- **EXERCISE DESCRIPTION**
Could you state how many lines of the material hold "screenshot"? Include nothing beyond the number.

- **DATA**

────────────────

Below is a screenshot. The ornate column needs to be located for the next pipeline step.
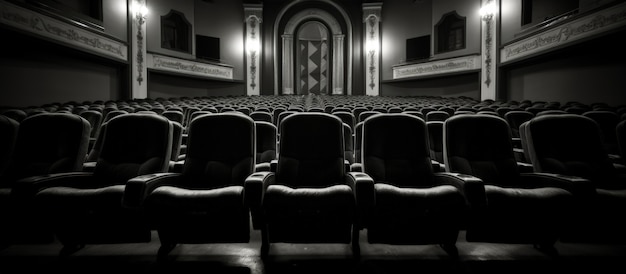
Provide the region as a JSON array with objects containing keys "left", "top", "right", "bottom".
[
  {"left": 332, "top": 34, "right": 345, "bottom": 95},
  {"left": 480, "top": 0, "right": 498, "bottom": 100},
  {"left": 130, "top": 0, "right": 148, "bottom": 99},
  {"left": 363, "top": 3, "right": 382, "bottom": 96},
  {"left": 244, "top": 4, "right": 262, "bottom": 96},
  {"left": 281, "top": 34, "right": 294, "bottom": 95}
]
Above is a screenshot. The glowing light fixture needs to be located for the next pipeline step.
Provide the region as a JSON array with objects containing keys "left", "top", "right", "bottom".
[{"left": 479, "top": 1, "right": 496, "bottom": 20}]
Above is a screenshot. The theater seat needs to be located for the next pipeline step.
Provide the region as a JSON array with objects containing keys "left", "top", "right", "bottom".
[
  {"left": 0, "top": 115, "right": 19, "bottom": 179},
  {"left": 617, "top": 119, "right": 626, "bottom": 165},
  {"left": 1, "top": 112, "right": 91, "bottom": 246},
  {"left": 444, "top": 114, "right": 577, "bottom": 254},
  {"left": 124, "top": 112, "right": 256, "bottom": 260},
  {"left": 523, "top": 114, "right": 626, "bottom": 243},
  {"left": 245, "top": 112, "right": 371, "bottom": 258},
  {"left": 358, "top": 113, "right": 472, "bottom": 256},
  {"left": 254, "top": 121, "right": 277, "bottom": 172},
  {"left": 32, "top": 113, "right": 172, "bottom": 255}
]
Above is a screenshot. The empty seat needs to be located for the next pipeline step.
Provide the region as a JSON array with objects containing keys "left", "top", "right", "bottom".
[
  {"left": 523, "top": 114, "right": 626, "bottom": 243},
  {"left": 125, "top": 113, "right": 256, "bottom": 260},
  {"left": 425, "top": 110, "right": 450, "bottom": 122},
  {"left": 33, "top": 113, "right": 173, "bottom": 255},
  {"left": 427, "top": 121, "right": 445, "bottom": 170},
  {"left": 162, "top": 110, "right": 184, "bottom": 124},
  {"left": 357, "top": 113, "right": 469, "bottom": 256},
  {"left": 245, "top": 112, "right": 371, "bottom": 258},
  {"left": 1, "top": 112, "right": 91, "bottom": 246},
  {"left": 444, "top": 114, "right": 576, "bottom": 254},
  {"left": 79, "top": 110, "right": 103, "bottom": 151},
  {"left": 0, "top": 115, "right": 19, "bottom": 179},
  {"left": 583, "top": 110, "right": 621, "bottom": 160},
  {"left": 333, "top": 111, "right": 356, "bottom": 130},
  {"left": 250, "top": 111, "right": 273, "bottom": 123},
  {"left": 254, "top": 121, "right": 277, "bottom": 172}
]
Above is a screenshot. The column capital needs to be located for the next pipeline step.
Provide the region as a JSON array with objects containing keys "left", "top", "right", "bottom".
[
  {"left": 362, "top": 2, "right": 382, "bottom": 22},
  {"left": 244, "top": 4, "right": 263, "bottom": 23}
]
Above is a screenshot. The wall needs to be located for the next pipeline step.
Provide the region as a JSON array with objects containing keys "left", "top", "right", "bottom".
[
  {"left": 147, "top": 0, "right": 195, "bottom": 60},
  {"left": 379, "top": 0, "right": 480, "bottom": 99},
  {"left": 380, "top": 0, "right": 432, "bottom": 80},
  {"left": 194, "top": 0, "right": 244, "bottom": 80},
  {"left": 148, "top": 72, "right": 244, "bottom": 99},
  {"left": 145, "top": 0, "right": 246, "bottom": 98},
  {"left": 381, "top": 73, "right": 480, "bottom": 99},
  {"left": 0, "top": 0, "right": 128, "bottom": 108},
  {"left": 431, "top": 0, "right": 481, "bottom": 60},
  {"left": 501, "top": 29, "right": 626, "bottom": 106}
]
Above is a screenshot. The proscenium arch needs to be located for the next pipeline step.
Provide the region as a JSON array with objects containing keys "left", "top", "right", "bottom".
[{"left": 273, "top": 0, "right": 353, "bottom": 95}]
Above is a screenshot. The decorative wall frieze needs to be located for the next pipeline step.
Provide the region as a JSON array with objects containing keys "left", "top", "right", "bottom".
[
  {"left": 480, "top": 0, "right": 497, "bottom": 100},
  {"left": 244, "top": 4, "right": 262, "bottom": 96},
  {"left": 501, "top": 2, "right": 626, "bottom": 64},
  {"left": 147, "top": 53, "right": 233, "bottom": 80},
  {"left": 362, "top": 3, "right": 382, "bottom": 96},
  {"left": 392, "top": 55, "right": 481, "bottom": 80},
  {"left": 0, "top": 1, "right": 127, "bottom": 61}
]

────────────────

- **WRITTEN ANSWER**
8